** START Data for processing **
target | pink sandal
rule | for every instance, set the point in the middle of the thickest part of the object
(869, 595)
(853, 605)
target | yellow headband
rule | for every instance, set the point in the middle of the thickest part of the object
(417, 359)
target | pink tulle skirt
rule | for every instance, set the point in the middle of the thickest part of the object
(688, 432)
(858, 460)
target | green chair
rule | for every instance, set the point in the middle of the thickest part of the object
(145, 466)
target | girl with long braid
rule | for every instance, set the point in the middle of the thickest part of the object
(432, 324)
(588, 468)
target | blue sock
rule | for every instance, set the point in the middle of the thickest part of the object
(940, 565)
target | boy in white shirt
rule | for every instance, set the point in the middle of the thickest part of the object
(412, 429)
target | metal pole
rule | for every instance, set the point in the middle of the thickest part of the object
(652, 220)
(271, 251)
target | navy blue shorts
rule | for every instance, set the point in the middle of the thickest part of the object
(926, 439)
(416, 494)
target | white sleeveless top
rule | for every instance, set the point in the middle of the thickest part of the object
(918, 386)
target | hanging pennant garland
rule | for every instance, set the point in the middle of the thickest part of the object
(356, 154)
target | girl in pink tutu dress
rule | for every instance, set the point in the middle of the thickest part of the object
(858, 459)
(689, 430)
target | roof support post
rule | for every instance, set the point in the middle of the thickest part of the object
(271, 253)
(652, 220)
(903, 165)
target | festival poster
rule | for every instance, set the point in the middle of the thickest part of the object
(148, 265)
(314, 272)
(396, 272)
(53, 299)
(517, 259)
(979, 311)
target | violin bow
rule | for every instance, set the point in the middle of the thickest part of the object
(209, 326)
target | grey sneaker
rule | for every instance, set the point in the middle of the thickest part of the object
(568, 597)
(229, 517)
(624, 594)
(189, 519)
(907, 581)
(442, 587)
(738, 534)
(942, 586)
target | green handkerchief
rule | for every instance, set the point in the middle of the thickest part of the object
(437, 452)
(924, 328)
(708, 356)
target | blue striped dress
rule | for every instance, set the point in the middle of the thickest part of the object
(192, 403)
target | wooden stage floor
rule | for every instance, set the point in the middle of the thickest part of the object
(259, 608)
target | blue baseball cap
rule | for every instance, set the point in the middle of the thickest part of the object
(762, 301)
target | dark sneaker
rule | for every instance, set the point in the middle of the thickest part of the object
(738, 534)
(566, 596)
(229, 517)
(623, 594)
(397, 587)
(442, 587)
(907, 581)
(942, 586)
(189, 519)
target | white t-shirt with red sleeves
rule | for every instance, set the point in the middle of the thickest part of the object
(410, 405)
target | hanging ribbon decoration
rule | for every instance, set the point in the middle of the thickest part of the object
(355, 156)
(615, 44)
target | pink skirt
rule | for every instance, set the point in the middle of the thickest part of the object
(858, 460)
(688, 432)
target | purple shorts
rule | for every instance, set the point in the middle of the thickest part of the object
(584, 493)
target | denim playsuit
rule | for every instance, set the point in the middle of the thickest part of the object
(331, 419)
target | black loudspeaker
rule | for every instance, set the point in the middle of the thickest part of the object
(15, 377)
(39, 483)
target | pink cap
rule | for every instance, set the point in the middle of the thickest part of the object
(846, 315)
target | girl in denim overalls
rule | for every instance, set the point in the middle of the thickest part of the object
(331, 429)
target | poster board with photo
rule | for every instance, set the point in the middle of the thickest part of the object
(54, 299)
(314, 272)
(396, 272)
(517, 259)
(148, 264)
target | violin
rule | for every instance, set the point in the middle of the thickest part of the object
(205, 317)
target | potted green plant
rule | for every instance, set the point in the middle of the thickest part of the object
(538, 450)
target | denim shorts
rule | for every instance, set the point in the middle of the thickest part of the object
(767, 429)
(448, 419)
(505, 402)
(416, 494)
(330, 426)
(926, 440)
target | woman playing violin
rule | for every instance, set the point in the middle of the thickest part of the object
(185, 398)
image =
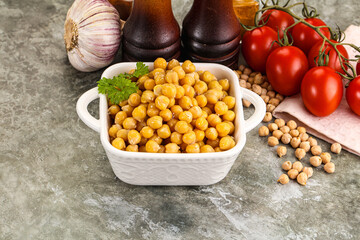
** END Data for processing **
(What you are asked to do) Find every line in the listing above that contains the word "sneaker" and copy each one, treating uppercase and lowercase letters as different.

(Exercise solution)
target | grey sneaker
target | dark sneaker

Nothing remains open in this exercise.